START DATA SUPPLIED
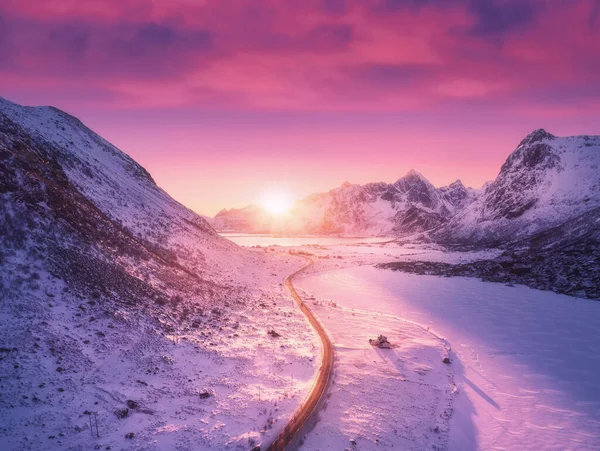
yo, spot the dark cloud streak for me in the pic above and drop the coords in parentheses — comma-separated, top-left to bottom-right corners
(0, 15, 217, 79)
(468, 0, 543, 36)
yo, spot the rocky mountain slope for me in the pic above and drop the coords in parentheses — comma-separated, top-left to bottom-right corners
(0, 97, 318, 450)
(214, 170, 477, 236)
(379, 129, 600, 300)
(432, 129, 600, 244)
(379, 206, 600, 299)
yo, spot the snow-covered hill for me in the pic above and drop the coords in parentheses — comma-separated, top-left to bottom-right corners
(0, 97, 319, 450)
(432, 129, 600, 244)
(0, 97, 248, 274)
(214, 171, 477, 236)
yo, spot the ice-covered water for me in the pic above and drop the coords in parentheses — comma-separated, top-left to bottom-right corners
(297, 266, 600, 450)
(219, 233, 392, 247)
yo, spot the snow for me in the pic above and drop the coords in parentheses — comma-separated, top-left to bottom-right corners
(439, 132, 600, 242)
(0, 98, 323, 450)
(3, 95, 599, 451)
(219, 234, 393, 247)
(0, 246, 321, 450)
(320, 243, 501, 262)
(296, 265, 600, 450)
(293, 291, 455, 450)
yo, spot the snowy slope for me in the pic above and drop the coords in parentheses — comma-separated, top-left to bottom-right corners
(294, 288, 455, 451)
(214, 171, 477, 236)
(0, 97, 320, 450)
(297, 266, 600, 450)
(433, 129, 600, 244)
(0, 97, 243, 276)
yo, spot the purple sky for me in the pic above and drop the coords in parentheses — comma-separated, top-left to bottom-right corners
(1, 0, 599, 215)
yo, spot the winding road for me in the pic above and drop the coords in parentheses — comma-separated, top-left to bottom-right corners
(266, 257, 334, 451)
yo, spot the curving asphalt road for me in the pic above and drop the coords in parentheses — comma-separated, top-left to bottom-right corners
(265, 257, 334, 451)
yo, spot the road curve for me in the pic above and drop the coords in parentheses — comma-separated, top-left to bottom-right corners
(266, 257, 334, 451)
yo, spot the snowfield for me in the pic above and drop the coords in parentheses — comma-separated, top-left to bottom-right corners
(296, 265, 600, 450)
(294, 288, 456, 450)
(3, 93, 599, 451)
(219, 234, 392, 247)
(0, 97, 322, 451)
(0, 251, 320, 451)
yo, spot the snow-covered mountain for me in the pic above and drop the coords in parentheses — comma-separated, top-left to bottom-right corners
(0, 97, 318, 450)
(0, 97, 248, 273)
(215, 128, 600, 245)
(432, 129, 600, 244)
(214, 171, 477, 236)
(213, 204, 277, 233)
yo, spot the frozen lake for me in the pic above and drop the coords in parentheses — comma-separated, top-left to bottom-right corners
(297, 266, 600, 450)
(219, 233, 392, 247)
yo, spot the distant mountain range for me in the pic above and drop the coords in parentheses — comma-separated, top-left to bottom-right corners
(213, 128, 600, 246)
(214, 172, 478, 236)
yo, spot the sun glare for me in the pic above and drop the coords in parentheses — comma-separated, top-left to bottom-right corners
(260, 189, 294, 215)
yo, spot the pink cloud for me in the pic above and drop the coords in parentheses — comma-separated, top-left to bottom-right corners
(0, 0, 598, 114)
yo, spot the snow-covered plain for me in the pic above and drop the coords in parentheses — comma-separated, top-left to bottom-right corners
(294, 288, 456, 450)
(296, 265, 600, 450)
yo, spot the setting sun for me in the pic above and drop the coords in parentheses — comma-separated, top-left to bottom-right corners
(2, 1, 599, 449)
(260, 189, 294, 215)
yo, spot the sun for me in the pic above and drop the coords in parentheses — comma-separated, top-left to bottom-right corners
(260, 189, 294, 215)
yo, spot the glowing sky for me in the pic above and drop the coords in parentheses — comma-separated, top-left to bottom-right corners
(1, 0, 599, 215)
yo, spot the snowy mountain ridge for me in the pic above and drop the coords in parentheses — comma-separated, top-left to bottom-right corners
(0, 96, 236, 273)
(215, 128, 600, 245)
(433, 128, 600, 244)
(214, 170, 477, 236)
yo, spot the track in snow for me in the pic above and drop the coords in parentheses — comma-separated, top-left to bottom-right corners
(266, 257, 334, 451)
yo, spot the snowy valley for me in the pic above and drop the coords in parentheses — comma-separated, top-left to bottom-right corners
(1, 97, 599, 451)
(215, 128, 600, 300)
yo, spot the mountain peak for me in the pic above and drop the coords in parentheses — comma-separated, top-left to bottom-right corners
(405, 169, 423, 179)
(394, 169, 428, 185)
(341, 181, 353, 188)
(519, 128, 555, 147)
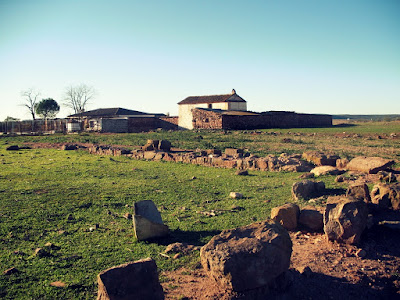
END DATA SUPPLIED
### TO DO
Write out the lines from the line with "yo, spot the sun for" through the end of the records exactly; do not include pictures or any other lines.

### THE ANSWER
yo, spot the sun for me in the pic above and drop the coords in parentheses — comma-separated, top-left to bottom-right corners
(260, 189, 294, 215)
yo, spot the glowing sky for me in the pic above and drop the coords in parentheses — comma-separated, top-left to bottom-right corners
(1, 0, 599, 215)
yo, spot the snowy mountain ridge for me in the pic above and drop the coords in parentheses — comma-separated, top-left to bottom-right corners
(0, 96, 236, 273)
(215, 128, 600, 245)
(433, 128, 600, 244)
(214, 170, 477, 236)
yo, spot the track in snow for me in the pic above and drop the coords in parentheses — comma-separated, top-left to bottom-right corners
(266, 257, 334, 451)
yo, spot the snowy valley for me in the pic above and drop the coords in parentheses — comma-separated, top-left to bottom-right corners
(1, 97, 599, 451)
(215, 128, 600, 300)
yo, spot the mountain peak for me in the pic above and drop the coords in parentheses — comma-separated, top-left to bottom-right corners
(405, 169, 423, 179)
(394, 169, 428, 185)
(341, 181, 353, 188)
(519, 128, 555, 147)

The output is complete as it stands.